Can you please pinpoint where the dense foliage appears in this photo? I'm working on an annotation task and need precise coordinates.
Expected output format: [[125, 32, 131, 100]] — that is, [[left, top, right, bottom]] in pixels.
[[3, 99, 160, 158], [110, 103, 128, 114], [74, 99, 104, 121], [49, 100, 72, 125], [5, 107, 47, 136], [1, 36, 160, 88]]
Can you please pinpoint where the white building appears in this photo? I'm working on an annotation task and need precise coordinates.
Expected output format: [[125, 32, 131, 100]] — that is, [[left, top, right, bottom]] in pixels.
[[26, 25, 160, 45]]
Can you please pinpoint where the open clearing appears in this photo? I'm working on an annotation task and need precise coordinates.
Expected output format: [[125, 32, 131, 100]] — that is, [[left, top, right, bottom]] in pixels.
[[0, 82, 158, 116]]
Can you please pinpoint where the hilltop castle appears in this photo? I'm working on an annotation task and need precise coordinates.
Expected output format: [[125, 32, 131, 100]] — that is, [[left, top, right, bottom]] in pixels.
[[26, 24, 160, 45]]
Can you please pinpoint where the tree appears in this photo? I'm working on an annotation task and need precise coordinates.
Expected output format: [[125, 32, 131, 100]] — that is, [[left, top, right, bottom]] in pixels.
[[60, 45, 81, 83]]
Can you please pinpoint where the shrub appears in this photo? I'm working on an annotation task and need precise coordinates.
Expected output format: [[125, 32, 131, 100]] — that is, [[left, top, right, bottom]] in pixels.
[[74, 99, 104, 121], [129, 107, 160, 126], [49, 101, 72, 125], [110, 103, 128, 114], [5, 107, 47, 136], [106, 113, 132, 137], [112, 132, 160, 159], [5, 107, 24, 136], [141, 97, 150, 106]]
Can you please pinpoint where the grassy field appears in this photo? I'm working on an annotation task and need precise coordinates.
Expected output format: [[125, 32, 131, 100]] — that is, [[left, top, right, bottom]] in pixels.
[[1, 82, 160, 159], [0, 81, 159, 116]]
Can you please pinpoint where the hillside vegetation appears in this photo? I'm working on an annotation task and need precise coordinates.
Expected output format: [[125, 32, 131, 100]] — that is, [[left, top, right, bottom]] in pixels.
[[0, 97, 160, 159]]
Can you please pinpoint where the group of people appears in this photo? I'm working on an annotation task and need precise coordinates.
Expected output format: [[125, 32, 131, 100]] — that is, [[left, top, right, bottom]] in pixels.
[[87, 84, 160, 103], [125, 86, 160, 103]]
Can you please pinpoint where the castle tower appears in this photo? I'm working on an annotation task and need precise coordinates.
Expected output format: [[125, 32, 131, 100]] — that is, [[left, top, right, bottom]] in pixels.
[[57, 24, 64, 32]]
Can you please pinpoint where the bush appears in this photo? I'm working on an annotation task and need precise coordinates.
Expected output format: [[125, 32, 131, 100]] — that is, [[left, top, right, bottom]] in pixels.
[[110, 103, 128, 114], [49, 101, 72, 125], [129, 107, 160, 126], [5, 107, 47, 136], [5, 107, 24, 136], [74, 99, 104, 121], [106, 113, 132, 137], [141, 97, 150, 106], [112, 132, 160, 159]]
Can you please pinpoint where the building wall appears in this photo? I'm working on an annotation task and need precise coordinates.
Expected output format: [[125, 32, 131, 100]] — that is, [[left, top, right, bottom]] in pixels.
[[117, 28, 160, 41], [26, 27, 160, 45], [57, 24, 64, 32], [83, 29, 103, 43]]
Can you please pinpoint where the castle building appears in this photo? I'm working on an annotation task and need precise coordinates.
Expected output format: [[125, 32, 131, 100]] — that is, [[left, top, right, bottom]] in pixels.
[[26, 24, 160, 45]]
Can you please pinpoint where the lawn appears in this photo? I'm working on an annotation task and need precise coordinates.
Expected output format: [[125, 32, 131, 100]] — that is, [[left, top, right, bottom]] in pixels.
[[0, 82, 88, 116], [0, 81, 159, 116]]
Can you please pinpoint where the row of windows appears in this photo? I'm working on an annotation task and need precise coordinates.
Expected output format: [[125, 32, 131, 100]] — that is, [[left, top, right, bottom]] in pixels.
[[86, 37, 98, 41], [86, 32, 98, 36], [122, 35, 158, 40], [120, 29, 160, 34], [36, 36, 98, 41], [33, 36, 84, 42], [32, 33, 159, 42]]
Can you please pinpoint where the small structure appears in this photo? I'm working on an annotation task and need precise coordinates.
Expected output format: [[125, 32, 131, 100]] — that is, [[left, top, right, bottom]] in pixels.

***

## Exercise objective
Only lines holding the word "building" are wanted, so copy each of them from the records above.

## Written solution
Can you please pinpoint where the white building appears in this photo? I'm working on an annotation task and need precise coordinates.
Can you please pinpoint where the building wall appears in this photo? I'm working on an annotation task and need precise coordinates.
Can you please pinpoint where the castle building appears in this photo? I'm working on an annotation task and need precise coordinates.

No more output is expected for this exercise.